━━ TEXT TO READ ━━

This dataset contains state-specific data on the relative frequency of given names for individuals issued a Social Security Number in the United States. Data is tabulated from Social Security Administration records as of March 2, 2025. The files include annual birth name frequencies by sex and state, beginning in 1910, for all 50 states and the District of Columbia.

Each file lists names with at least 5 occurrences in a given year to protect individual privacy. Records are sorted by sex, year, and descending frequency, with alphabetical order breaking ties, which enables direct rank determination.

#### Popular Baby Names Datasheet

[Popular Baby Names Datasheet](https://docs.google.com/document/d/1uMFpRbvO1NhGVvfRSw3eDpp1O-6a7UeLE3GeZ8OfTuM/edit?usp=sharing)

Social Security Administration. (n.d.). Popular baby names: Data limits and exclusions. Retrieved March 2, 2025, from https://www.ssa.gov/oact/babynames/limits.html

The code below loads a subset of state files into separate dataframes. The table that follows shows how each file corresponds to its respective dataframe.

|State|Abbreviation|
|:-----|:------------|
|Indiana| `ind`|
|Michigan| `mich`|
|Ohio| `ohio`| 
|Pennsylvania| `penn`|
|North Carolina| `nc`|

In [None]:
ind = pd.read_csv("data/IN.TXT")
mich = pd.read_csv("data/MI.TXT")
ohio = pd.read_csv("data/OH.TXT")
penn = pd.read_csv("data/PA.TXT")
nc = pd.read_csv("data/NC.TXT")

It’s good practice to inspect the structure and metadata of a `DataFrame` using the `.info()` method.

**Structure** refers to the overall layout of the `DataFrame`, including:
- Number of rows and columns
- Column names
- Data types (e.g., int64, object, float64)

━━━
━━ EXCERPTED DATA ━━

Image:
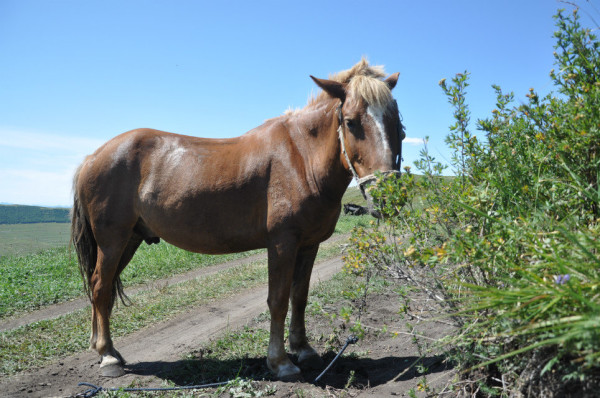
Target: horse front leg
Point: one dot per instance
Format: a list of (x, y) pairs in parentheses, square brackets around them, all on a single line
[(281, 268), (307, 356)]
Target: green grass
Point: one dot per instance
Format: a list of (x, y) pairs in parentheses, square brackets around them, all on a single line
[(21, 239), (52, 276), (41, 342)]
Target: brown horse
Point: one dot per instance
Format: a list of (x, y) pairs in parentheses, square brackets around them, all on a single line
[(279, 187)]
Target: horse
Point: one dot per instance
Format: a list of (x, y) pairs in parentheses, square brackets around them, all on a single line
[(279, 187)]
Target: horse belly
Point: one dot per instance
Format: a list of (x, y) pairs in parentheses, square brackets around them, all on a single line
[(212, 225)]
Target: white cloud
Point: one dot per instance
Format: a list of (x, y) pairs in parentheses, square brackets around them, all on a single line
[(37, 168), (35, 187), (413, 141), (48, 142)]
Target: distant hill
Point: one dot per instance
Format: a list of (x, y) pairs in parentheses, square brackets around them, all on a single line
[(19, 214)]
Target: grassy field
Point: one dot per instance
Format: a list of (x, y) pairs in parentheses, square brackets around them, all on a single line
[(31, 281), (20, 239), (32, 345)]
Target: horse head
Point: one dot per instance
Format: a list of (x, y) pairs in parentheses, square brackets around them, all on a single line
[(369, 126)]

━━━
━━ EXCERPTED DATA ━━

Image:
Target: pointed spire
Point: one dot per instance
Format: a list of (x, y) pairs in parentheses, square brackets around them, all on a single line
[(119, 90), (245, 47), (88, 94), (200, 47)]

━━━

◆ REQUIREMENT 1 ◆
From the baby names text above, set down the passage starting with "The code below" and going on through "its respective dataframe.".
◆ REQUIREMENT 2 ◆
According to the baby names text, how many times must a name occur in a given year for it to be included in a file?

◆ WRITTEN RESPONSE 1 ◆
The code below loads a subset of state files into separate dataframes. The table that follows shows how each file corresponds to its respective dataframe.

◆ WRITTEN RESPONSE 2 ◆
At least 5 times.